Work order 1: According to the shock checklist text below, what is unintended current otherwise known as?
Work order 2: The shock checklist text below says that years of flexing and stressing a power cord is something that can go wrong. Explain the harm it describes.
Work order 3: Translate this sentence from the shock checklist text below into Spanish: "Any of these and countless other scenarios can create excessive leakage current."

Text provided:
———

A checklist for shock
Electrical safety is all about assuring that current flows only where it is designed to flow, and about minimizing the flow of unintended current. Unintended current is parasitic otherwise known as “leakage” current that travels across impedances that are inherent in any device. It cannot be totally eliminated. If there is sufficient leakage current, it poses the risk of shock, especially for patients whose clinical defenses are compromised.
A shock hazard exists if:
• A line-powered device is within the reach of a patient or user, and
• There are conductive parts available for the patient or user to contact, and
• The patient or user comes in contact with those parts, and
• Those parts become energized or ungrounded due to physical damage or component failure, and
Enough current then passes through the patient or user to cause injury or death.
What can go wrong?
A few examples:
• The facility line voltage spikes above its nominal value by well over 10 percent.
• The connection to the protective earth wire in a poorly attached power plug opens up, causing the wire to be functionally disconnected.
• Years of constant flexing and stressing of the power cord, at either end, breaks most of the strands of the protective earth wire, severely increasing its resistance.
• A multi-parameter monitor falls to the floor and seems to be functional to the clinical users, who hurriedly restore it to use on a patient. But one of its circuit boards is partly dislodged or bent and comes in contact with the grounded enclosure.
• Blood and saline solution, rich in electrolytes, spills from the bowl chamber of an autotransfusion system, dripping onto the line-energized power supply board.
• An ECG input connector is inadvertently shorted to the chassis after a repair, compromising its isolation from chassis ground.
Any of these and countless other scenarios can create excessive leakage current.

———

Supplied entries:

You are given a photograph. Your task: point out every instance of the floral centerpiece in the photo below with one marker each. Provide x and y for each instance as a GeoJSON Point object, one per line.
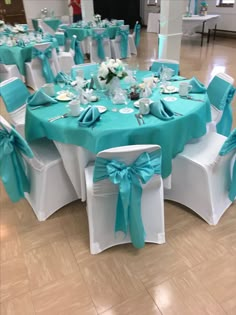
{"type": "Point", "coordinates": [97, 18]}
{"type": "Point", "coordinates": [111, 68]}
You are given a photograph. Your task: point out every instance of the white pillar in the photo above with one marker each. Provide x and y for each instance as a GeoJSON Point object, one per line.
{"type": "Point", "coordinates": [169, 42]}
{"type": "Point", "coordinates": [87, 10]}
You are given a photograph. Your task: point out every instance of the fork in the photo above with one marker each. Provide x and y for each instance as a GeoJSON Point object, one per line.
{"type": "Point", "coordinates": [58, 117]}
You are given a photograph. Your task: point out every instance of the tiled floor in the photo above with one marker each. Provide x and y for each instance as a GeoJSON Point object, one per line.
{"type": "Point", "coordinates": [46, 268]}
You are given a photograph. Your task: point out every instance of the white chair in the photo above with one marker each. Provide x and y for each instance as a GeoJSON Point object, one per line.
{"type": "Point", "coordinates": [97, 52]}
{"type": "Point", "coordinates": [102, 201]}
{"type": "Point", "coordinates": [34, 75]}
{"type": "Point", "coordinates": [132, 37]}
{"type": "Point", "coordinates": [50, 187]}
{"type": "Point", "coordinates": [200, 178]}
{"type": "Point", "coordinates": [220, 92]}
{"type": "Point", "coordinates": [117, 43]}
{"type": "Point", "coordinates": [15, 106]}
{"type": "Point", "coordinates": [153, 23]}
{"type": "Point", "coordinates": [169, 63]}
{"type": "Point", "coordinates": [8, 71]}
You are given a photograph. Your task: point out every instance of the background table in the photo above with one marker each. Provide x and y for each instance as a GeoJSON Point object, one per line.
{"type": "Point", "coordinates": [116, 129]}
{"type": "Point", "coordinates": [190, 23]}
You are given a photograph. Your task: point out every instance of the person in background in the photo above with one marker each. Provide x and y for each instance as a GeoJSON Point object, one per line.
{"type": "Point", "coordinates": [76, 6]}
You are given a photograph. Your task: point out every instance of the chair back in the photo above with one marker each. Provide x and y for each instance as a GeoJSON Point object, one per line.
{"type": "Point", "coordinates": [159, 63]}
{"type": "Point", "coordinates": [14, 93]}
{"type": "Point", "coordinates": [88, 69]}
{"type": "Point", "coordinates": [12, 168]}
{"type": "Point", "coordinates": [229, 146]}
{"type": "Point", "coordinates": [129, 167]}
{"type": "Point", "coordinates": [99, 36]}
{"type": "Point", "coordinates": [221, 92]}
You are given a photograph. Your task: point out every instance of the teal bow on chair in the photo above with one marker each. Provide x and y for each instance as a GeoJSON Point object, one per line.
{"type": "Point", "coordinates": [99, 38]}
{"type": "Point", "coordinates": [123, 42]}
{"type": "Point", "coordinates": [228, 146]}
{"type": "Point", "coordinates": [12, 170]}
{"type": "Point", "coordinates": [128, 177]}
{"type": "Point", "coordinates": [44, 56]}
{"type": "Point", "coordinates": [137, 29]}
{"type": "Point", "coordinates": [78, 57]}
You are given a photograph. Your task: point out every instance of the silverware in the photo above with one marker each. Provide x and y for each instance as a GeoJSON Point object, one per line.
{"type": "Point", "coordinates": [58, 117]}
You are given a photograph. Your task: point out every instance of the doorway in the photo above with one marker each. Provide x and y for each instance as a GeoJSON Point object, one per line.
{"type": "Point", "coordinates": [12, 11]}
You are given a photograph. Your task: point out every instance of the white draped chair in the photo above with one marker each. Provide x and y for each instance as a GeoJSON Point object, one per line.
{"type": "Point", "coordinates": [145, 220]}
{"type": "Point", "coordinates": [50, 187]}
{"type": "Point", "coordinates": [120, 48]}
{"type": "Point", "coordinates": [201, 177]}
{"type": "Point", "coordinates": [45, 59]}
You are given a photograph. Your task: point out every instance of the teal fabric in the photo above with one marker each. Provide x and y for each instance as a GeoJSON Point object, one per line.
{"type": "Point", "coordinates": [161, 110]}
{"type": "Point", "coordinates": [116, 129]}
{"type": "Point", "coordinates": [52, 22]}
{"type": "Point", "coordinates": [12, 170]}
{"type": "Point", "coordinates": [157, 67]}
{"type": "Point", "coordinates": [221, 94]}
{"type": "Point", "coordinates": [40, 98]}
{"type": "Point", "coordinates": [44, 56]}
{"type": "Point", "coordinates": [124, 34]}
{"type": "Point", "coordinates": [129, 178]}
{"type": "Point", "coordinates": [137, 30]}
{"type": "Point", "coordinates": [88, 70]}
{"type": "Point", "coordinates": [9, 93]}
{"type": "Point", "coordinates": [100, 49]}
{"type": "Point", "coordinates": [88, 117]}
{"type": "Point", "coordinates": [78, 57]}
{"type": "Point", "coordinates": [229, 146]}
{"type": "Point", "coordinates": [197, 86]}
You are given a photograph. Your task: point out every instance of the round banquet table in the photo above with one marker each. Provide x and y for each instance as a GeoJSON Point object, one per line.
{"type": "Point", "coordinates": [117, 129]}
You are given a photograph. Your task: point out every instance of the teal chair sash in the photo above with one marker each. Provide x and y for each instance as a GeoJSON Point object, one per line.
{"type": "Point", "coordinates": [128, 177]}
{"type": "Point", "coordinates": [10, 91]}
{"type": "Point", "coordinates": [99, 38]}
{"type": "Point", "coordinates": [78, 57]}
{"type": "Point", "coordinates": [12, 170]}
{"type": "Point", "coordinates": [137, 30]}
{"type": "Point", "coordinates": [221, 93]}
{"type": "Point", "coordinates": [157, 67]}
{"type": "Point", "coordinates": [124, 34]}
{"type": "Point", "coordinates": [228, 146]}
{"type": "Point", "coordinates": [44, 56]}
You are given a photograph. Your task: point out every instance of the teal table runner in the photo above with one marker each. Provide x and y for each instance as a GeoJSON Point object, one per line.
{"type": "Point", "coordinates": [116, 129]}
{"type": "Point", "coordinates": [52, 22]}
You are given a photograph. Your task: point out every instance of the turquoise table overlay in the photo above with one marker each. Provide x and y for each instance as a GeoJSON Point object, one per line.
{"type": "Point", "coordinates": [116, 129]}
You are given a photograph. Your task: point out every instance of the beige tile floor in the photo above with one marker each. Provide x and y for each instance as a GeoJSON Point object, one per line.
{"type": "Point", "coordinates": [46, 267]}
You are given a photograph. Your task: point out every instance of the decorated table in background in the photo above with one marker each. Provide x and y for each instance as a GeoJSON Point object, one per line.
{"type": "Point", "coordinates": [78, 145]}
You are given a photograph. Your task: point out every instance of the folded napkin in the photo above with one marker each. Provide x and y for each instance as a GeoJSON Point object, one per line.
{"type": "Point", "coordinates": [197, 86]}
{"type": "Point", "coordinates": [161, 110]}
{"type": "Point", "coordinates": [40, 98]}
{"type": "Point", "coordinates": [63, 76]}
{"type": "Point", "coordinates": [88, 117]}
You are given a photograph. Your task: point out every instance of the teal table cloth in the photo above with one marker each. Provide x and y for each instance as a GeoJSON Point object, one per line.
{"type": "Point", "coordinates": [117, 129]}
{"type": "Point", "coordinates": [52, 22]}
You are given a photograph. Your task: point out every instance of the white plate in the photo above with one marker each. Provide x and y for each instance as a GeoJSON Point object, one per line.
{"type": "Point", "coordinates": [136, 103]}
{"type": "Point", "coordinates": [126, 110]}
{"type": "Point", "coordinates": [170, 98]}
{"type": "Point", "coordinates": [101, 108]}
{"type": "Point", "coordinates": [63, 98]}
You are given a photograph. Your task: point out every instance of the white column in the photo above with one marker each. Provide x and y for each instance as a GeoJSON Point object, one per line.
{"type": "Point", "coordinates": [87, 10]}
{"type": "Point", "coordinates": [169, 42]}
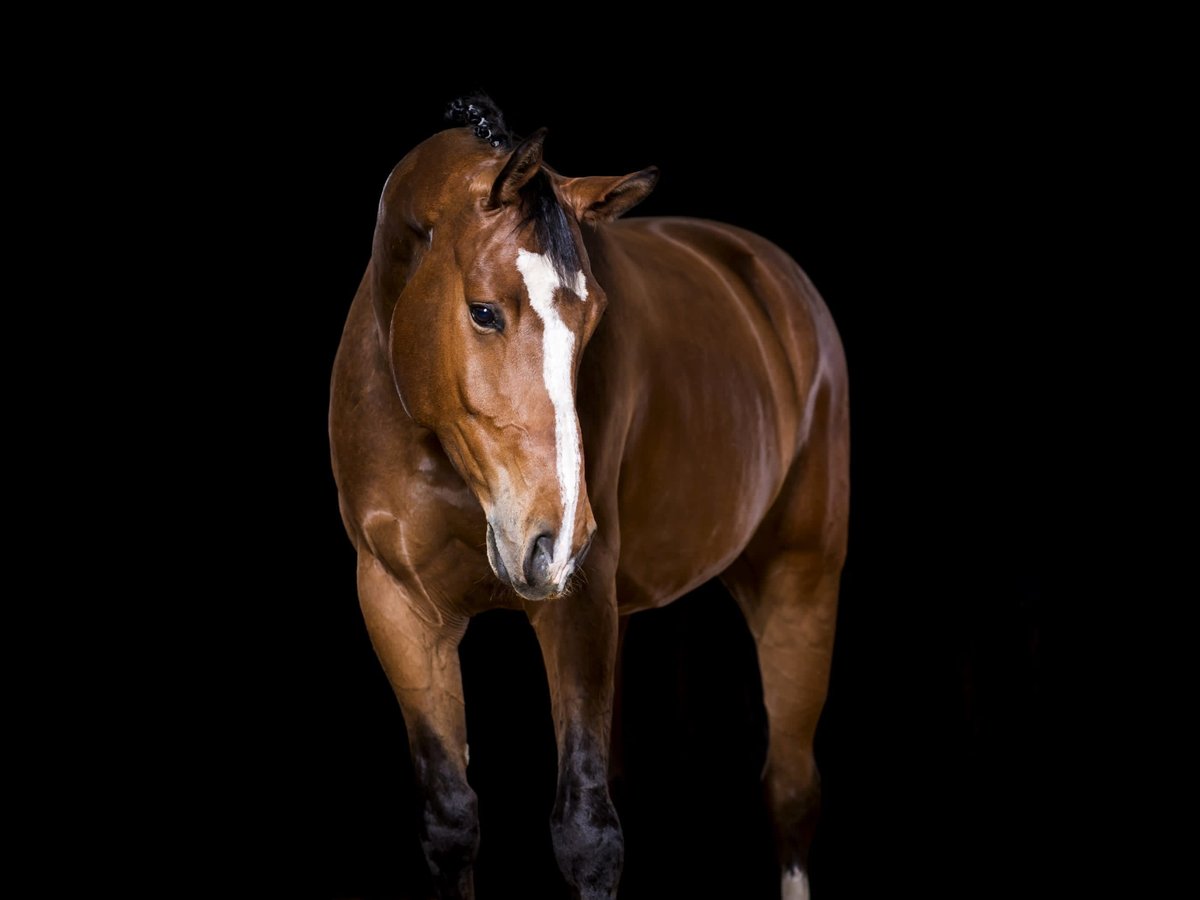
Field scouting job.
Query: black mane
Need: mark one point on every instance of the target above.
(541, 205)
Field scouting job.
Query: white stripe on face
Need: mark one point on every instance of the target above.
(796, 885)
(557, 357)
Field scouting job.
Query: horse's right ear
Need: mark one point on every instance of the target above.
(603, 198)
(522, 166)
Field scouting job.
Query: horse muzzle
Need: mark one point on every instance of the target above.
(532, 570)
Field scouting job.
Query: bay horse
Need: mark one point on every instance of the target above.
(539, 407)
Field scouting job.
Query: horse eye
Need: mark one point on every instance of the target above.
(484, 316)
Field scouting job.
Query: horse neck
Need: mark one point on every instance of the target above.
(399, 245)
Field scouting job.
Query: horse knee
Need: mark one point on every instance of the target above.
(449, 819)
(588, 843)
(793, 793)
(450, 837)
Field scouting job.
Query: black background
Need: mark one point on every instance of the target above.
(917, 205)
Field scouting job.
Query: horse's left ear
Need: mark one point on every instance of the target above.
(520, 168)
(603, 198)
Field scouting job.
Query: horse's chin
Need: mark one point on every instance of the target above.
(526, 592)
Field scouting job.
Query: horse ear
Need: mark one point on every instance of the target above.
(603, 198)
(522, 165)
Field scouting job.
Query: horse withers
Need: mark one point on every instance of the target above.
(539, 407)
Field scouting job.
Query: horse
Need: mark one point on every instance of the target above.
(540, 406)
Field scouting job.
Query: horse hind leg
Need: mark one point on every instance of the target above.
(790, 603)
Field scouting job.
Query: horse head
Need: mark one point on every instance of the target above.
(486, 298)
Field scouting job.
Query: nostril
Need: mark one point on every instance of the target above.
(541, 551)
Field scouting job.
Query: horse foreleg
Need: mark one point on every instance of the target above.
(420, 657)
(579, 643)
(791, 610)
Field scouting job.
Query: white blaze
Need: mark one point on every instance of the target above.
(796, 886)
(557, 355)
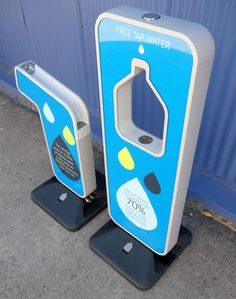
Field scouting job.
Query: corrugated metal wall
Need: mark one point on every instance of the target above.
(59, 36)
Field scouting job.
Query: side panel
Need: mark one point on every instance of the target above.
(59, 132)
(133, 175)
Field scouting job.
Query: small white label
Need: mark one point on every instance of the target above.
(136, 206)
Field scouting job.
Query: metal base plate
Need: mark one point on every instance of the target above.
(73, 212)
(140, 265)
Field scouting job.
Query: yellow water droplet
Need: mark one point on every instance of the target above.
(68, 136)
(126, 159)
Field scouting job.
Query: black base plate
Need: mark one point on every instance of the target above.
(141, 266)
(73, 212)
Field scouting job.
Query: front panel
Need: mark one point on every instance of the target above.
(142, 169)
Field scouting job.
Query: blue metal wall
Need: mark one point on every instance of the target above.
(59, 36)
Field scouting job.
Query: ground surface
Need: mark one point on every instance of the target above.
(40, 259)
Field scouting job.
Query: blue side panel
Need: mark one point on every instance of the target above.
(59, 133)
(59, 36)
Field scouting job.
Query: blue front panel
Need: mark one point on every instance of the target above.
(134, 201)
(59, 131)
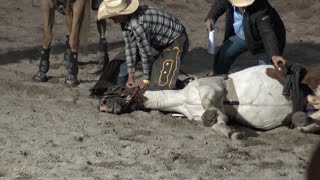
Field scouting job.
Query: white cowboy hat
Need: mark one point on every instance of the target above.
(110, 8)
(241, 3)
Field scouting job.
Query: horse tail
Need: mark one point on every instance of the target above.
(85, 27)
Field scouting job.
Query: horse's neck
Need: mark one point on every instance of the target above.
(167, 100)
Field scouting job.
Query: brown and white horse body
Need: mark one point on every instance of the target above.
(261, 103)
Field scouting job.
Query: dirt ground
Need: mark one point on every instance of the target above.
(48, 130)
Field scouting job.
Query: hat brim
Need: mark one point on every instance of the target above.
(103, 14)
(241, 3)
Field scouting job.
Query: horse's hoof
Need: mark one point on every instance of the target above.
(72, 81)
(40, 77)
(209, 118)
(299, 119)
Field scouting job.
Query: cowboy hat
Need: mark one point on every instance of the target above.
(110, 8)
(241, 3)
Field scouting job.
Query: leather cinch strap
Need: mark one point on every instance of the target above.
(230, 101)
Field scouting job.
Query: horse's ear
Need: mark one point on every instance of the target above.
(312, 78)
(271, 73)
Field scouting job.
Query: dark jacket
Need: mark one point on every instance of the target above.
(263, 28)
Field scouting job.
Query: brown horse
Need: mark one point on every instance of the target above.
(77, 15)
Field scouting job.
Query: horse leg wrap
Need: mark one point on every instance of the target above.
(72, 64)
(44, 64)
(72, 68)
(103, 53)
(67, 52)
(44, 61)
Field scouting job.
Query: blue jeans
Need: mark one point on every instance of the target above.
(227, 54)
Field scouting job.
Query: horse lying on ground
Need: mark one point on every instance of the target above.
(312, 80)
(77, 17)
(249, 97)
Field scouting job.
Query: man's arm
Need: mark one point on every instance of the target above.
(217, 9)
(267, 33)
(269, 37)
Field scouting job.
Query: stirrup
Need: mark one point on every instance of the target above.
(71, 80)
(40, 77)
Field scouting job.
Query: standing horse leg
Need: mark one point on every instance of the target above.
(48, 14)
(68, 21)
(103, 47)
(72, 63)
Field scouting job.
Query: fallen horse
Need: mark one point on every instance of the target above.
(249, 97)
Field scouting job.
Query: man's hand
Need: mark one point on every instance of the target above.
(143, 84)
(278, 61)
(130, 82)
(209, 24)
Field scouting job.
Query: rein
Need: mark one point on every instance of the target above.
(63, 5)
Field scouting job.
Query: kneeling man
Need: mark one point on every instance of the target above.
(156, 38)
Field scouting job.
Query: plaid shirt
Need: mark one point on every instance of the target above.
(146, 28)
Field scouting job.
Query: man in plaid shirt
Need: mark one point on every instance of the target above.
(146, 29)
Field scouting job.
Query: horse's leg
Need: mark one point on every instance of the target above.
(47, 8)
(103, 47)
(68, 22)
(72, 62)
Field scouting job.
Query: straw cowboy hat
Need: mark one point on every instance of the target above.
(110, 8)
(241, 3)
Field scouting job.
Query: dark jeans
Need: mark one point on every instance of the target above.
(165, 67)
(227, 54)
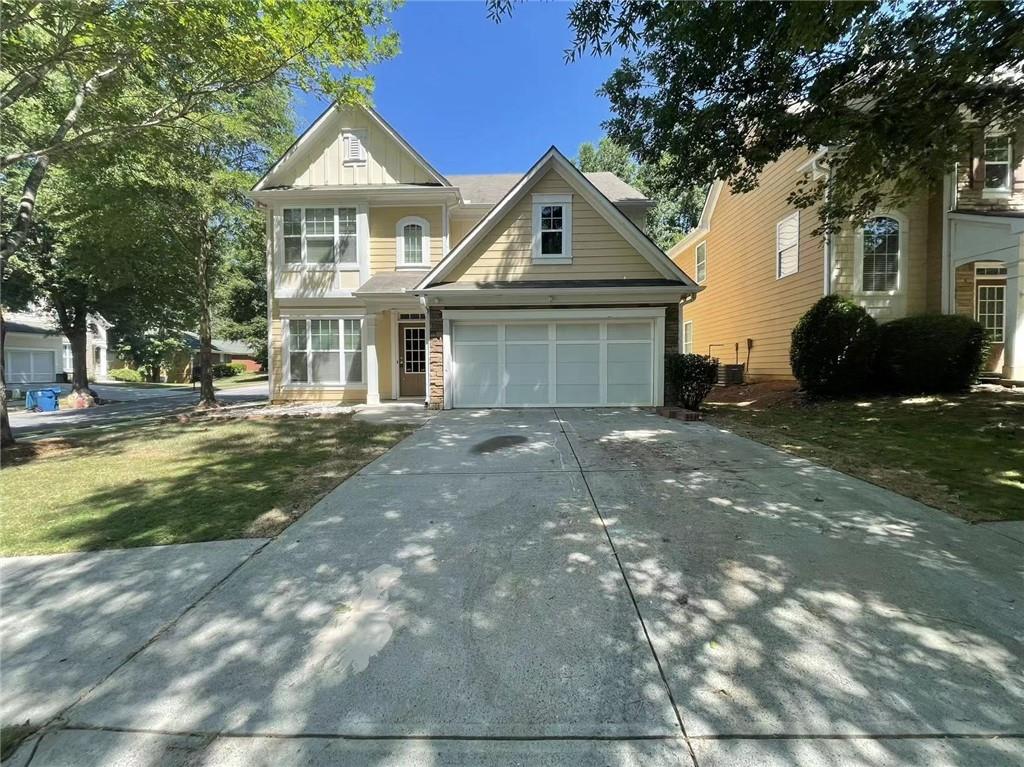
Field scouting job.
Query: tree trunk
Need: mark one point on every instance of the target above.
(207, 397)
(6, 435)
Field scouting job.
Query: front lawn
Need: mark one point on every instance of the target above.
(964, 454)
(175, 482)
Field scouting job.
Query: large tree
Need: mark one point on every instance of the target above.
(676, 210)
(719, 90)
(77, 74)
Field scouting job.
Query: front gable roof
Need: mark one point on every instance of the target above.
(554, 160)
(321, 130)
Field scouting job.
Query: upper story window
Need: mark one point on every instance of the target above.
(354, 147)
(701, 262)
(998, 165)
(321, 237)
(553, 228)
(787, 246)
(413, 242)
(881, 254)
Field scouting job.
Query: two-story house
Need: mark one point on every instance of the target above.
(388, 280)
(957, 247)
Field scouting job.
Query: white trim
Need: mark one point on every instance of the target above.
(778, 249)
(295, 151)
(858, 256)
(554, 160)
(399, 241)
(565, 203)
(696, 262)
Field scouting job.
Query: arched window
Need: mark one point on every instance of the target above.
(881, 253)
(413, 242)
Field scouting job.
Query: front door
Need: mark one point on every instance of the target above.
(412, 359)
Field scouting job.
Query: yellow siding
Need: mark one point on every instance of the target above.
(598, 251)
(383, 245)
(321, 163)
(742, 299)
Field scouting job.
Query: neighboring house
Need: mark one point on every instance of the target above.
(955, 248)
(388, 280)
(36, 352)
(179, 367)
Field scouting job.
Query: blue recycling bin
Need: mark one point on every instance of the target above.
(43, 400)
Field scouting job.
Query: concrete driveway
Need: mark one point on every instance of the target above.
(586, 587)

———

Exercise result 1: "Leakage" current.

Exercise result 2: Constant flexing and stressing of the power cord, at either end, breaks most of the strands of the protective earth wire. This severely increases the wire's resistance, and the text lists it among the scenarios that can create excessive leakage current.

Exercise result 3: Cualquiera de estas y otras innumerables situaciones puede generar una corriente de fuga excesiva.